_Short problem_: Count the lines in the records below that contain the word "soldier", and reply with the number alone.

* START Stored rows *

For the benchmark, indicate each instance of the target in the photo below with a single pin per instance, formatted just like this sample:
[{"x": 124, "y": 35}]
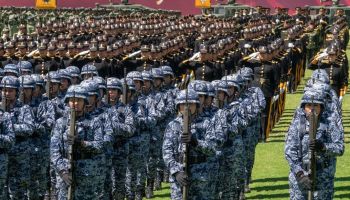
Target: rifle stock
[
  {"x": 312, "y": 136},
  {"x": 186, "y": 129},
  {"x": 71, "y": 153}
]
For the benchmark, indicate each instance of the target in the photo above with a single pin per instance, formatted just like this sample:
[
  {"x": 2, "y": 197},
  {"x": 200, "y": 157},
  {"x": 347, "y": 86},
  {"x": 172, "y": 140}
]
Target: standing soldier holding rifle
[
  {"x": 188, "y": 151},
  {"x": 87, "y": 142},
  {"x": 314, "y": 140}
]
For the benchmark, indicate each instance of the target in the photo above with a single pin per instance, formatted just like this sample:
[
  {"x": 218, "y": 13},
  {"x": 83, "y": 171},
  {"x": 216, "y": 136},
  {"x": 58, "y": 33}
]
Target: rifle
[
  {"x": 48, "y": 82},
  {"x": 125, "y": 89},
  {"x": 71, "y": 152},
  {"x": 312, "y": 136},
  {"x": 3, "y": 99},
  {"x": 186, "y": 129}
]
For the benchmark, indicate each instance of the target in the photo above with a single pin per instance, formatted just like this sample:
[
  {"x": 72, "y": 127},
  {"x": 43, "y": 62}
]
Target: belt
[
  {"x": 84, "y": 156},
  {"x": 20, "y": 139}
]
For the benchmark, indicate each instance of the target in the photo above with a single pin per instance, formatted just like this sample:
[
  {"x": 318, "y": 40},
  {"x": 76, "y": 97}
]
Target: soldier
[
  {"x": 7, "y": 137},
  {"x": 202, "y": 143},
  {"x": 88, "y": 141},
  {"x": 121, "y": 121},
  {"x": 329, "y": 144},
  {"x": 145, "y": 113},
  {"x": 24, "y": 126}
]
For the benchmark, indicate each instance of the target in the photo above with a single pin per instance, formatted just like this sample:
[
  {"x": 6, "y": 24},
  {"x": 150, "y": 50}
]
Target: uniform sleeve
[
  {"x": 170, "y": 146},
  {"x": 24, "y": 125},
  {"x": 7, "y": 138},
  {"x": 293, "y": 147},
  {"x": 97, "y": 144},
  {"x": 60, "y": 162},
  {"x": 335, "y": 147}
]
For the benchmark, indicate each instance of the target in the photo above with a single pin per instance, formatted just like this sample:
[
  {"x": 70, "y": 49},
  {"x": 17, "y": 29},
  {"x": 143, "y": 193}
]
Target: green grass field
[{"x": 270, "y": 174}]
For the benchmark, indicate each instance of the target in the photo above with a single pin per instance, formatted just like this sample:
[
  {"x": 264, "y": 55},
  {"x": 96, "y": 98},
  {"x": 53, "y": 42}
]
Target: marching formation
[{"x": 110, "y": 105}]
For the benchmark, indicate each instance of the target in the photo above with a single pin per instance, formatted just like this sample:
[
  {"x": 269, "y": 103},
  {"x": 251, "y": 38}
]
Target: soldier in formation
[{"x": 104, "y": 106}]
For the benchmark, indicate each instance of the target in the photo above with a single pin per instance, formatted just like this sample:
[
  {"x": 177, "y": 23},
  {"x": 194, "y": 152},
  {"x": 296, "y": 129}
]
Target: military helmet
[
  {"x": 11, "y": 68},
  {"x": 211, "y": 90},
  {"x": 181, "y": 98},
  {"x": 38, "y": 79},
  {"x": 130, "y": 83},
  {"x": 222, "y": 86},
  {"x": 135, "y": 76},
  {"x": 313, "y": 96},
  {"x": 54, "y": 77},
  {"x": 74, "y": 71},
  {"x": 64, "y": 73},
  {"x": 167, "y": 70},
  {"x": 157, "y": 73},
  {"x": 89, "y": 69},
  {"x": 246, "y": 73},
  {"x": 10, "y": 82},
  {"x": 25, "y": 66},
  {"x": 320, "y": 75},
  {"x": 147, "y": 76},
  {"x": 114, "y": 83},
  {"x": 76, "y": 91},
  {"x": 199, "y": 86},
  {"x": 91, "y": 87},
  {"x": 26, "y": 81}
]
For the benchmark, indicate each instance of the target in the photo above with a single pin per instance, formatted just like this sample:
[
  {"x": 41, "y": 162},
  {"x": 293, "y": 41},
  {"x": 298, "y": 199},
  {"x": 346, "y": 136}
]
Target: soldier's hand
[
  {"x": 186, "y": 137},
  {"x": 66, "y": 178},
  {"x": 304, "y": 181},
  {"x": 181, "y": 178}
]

* END Stored rows *

_Reply_: 4